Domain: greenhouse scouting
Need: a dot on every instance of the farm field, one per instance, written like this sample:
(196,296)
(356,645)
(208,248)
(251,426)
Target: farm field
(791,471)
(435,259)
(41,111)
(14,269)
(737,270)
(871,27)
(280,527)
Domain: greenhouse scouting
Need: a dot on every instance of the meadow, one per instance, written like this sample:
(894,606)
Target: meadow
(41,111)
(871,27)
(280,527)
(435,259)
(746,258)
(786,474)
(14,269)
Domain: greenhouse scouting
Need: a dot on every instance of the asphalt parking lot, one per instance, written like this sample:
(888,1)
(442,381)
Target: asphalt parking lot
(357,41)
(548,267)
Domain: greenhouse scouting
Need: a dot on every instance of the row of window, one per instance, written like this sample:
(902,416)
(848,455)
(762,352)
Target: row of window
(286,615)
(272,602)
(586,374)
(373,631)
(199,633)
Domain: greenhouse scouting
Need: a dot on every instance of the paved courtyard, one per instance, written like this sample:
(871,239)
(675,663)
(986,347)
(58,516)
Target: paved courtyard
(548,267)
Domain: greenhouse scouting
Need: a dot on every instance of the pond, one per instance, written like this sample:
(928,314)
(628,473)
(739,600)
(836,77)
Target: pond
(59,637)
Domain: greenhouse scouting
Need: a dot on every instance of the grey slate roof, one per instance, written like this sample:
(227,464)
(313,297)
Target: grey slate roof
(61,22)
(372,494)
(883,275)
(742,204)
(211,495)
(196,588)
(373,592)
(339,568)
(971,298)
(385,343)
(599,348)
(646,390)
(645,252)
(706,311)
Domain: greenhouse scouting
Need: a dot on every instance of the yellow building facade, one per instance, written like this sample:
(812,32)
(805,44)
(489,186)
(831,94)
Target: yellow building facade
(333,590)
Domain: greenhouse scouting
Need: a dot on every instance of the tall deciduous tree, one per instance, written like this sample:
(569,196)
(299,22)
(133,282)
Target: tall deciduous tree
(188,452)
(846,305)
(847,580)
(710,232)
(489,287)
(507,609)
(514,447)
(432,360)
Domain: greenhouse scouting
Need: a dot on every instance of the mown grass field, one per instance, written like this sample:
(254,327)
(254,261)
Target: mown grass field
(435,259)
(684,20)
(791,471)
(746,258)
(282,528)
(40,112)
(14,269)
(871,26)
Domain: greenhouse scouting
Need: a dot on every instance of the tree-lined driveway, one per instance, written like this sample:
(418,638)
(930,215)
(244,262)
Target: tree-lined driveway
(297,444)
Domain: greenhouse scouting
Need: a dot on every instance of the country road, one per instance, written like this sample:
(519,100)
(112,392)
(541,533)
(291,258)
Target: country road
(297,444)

...

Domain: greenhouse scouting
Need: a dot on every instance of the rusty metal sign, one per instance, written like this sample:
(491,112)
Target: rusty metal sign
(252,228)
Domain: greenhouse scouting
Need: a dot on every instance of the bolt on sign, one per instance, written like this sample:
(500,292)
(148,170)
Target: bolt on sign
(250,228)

→ **Directive**: Pull out each line above that contains the word "building" and list those lines in the order they appear.

→ **Written answer**:
Need: a dot on every instance of the yellow building facade, one per instance, written like this sample:
Target: yellow building facade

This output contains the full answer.